> _TO DO_:
Can you continue the article on ormolu below, picking up right after its last line?

> _EXCERPTED TEXT_:
- - - - - - -

To the untrained eye, ormolu looks like solid gold. But those in the know recognize it as a brilliant form of decorative trickery. Ormolu — or elaborate bronze gilding — was essential to French design in the 18th and 19th centuries as a cornerstone of the neoclassical and Empire styles.
“This wondrous material was highly sought after in France as the ultimate luxury. It magically resembled solid gold and sparkled under candlelight,” says Jamie Sinai, director of the antiques specialist Mayfair Gallery, in London. From the court of King Louis XVI to that of Napoleon I, the French elite snapped up furniture mounted with ormolu, as well as sconces, candelabra and clocks made from the material. “As the French reputation for supreme art, architecture and furniture developed, the craze for ormolu spread across Europe,” adds Sinai.
Today, antiques collectors and interior designers continue to prize ormolu for its extraordinary craftsmanship and history-infused glamour. Mayfair Gallery, a longtime family-run gallery and member of esteemed British trade association LAPADA (formerly the London and Provincial Antique Dealers Association), has sourced some of the finest historical examples. We asked Sinai to shed light on the material’s gilded past and why it remains as good as gold today.
What is ormolu exactly?
Most commonly, ormolu refers to a bronze object that has been covered with gold, typically 18 karat or 24 karat. For that reason, ormolu is sometimes called gilt bronze or, in French, bronze doré. Strictly speaking, however, the term ormolu also denotes the technique of applying gold to a metal.
The word comes from the French or moulu, which translates as “ground or powdered gold” — the form the gold takes before it is applied to a metal surface.
Why is and was ormolu so cherished?

- - - - - - -

> _DATA SUPPLIED_:
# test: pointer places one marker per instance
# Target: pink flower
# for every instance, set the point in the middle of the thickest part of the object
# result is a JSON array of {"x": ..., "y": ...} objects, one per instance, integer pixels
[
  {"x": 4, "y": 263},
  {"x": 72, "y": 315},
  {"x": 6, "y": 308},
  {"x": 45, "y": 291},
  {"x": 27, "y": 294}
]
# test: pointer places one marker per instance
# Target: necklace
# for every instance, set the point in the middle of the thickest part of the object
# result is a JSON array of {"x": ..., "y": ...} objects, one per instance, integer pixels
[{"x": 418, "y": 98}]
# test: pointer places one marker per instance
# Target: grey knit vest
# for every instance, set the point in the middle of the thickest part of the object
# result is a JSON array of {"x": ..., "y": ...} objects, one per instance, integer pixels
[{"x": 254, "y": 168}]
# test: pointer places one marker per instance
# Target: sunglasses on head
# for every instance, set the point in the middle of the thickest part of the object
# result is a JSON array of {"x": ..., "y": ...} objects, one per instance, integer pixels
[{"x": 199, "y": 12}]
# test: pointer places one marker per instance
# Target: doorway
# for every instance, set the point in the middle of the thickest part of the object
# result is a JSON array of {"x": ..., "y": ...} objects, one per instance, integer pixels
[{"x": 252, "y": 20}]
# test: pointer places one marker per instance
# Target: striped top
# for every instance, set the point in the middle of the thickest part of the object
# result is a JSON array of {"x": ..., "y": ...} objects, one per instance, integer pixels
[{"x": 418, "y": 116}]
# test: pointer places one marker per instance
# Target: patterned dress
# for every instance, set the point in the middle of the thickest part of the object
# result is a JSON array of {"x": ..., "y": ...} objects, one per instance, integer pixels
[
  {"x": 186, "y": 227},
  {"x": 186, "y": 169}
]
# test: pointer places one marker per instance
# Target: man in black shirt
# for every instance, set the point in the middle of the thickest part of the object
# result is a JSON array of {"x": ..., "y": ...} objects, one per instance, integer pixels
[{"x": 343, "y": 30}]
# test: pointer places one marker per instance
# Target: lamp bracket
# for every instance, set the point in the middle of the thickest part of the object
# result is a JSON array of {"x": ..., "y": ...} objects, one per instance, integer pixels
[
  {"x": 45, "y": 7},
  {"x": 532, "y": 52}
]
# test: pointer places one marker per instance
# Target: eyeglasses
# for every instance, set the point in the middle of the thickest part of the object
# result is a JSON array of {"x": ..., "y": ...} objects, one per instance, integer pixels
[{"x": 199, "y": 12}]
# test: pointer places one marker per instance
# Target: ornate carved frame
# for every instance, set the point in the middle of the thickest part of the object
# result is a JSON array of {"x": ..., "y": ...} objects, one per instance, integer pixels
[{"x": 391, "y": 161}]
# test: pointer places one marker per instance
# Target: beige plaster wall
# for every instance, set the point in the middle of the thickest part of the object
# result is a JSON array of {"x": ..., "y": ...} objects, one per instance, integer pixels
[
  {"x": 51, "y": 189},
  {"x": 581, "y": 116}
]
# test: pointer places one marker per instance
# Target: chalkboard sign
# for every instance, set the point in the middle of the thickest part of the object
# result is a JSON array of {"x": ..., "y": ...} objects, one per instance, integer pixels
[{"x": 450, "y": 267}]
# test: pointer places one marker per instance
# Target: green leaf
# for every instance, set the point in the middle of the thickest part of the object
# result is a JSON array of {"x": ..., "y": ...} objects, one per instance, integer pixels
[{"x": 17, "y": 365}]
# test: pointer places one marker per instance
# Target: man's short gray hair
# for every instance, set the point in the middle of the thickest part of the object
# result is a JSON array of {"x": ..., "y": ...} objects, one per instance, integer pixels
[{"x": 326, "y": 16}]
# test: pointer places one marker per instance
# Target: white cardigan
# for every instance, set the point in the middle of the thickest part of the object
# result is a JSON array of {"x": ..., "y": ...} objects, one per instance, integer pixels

- - - - - - -

> _RESULT OF THIS EXERCISE_:
While ormolu wasn’t as expensive as solid gold, it was a luxury material made by only the most skilled craftsmen. The process of casting the bronze and gilding it was time-consuming and painstaking, requiring great dexterity. It was an art form in its own right.
What are the distinguishing characteristics of neoclassical design and Empire style, and where does ormolu fit in?
Neoclassicism was a movement taking inspiration from ancient Greece and Rome that flourished in 18th- and 19th-century France, when the country was generally recognized as the furniture capital of the world. Neoclassical design went through two distinct phases.
The first, known as Louis XVI style, is epitomized by the sleek, simple and beautiful creations of Queen Marie Antoinette’s favorite makers: Jean-Henri Riesener and David Roentgen. It is characterized by symmetry, harmonious proportions and the use of classical motifs from antiquity combined with contemporary methods of furniture manufacture, including the use of decorative ormolu mounts.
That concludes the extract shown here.